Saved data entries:
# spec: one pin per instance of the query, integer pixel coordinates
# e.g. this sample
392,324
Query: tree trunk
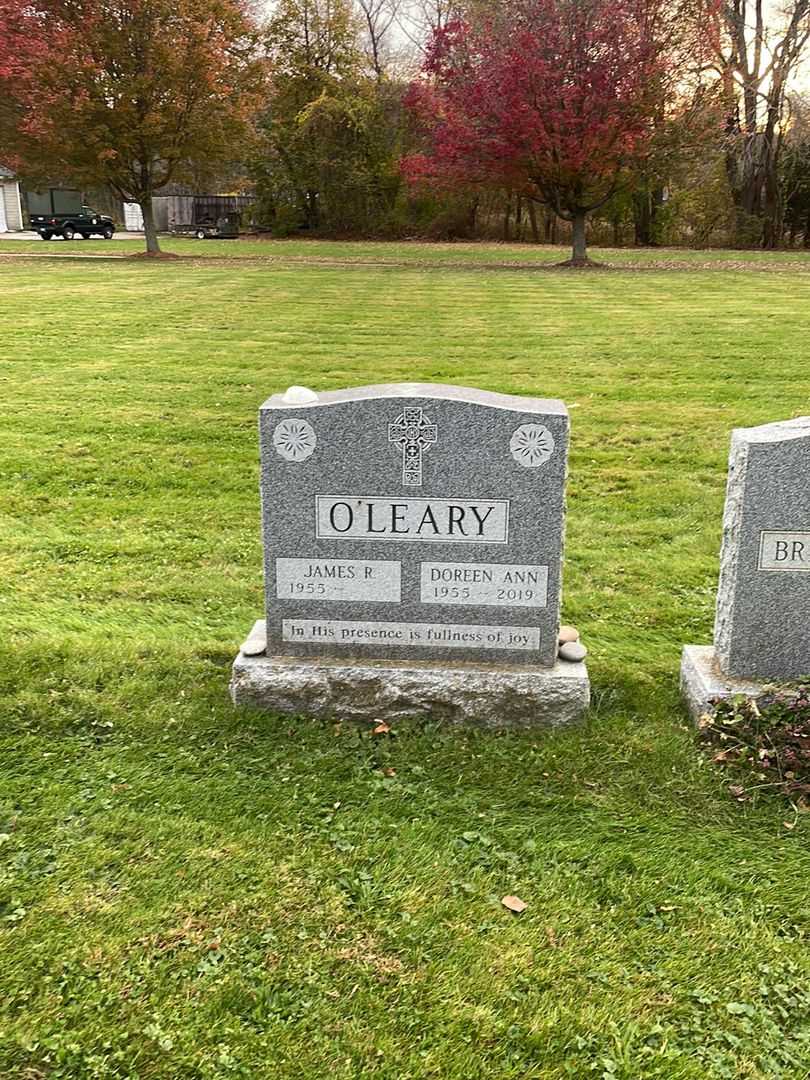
532,223
579,253
152,245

> What you have to do
Can you rescale the entries above by writing out every line again, requests included? Multiply each pixel coordinate in the answers by 0.55 and round it to a whole number, rounding halves up. Leave the coordinates in the requests, including the format sample, unchanged, and omit the pictures from your reply.

> Finished task
# spec: one pin per instance of the query, integer pixel coordinates
# e.g. this sample
392,324
Query: tree trunk
293,123
318,139
84,135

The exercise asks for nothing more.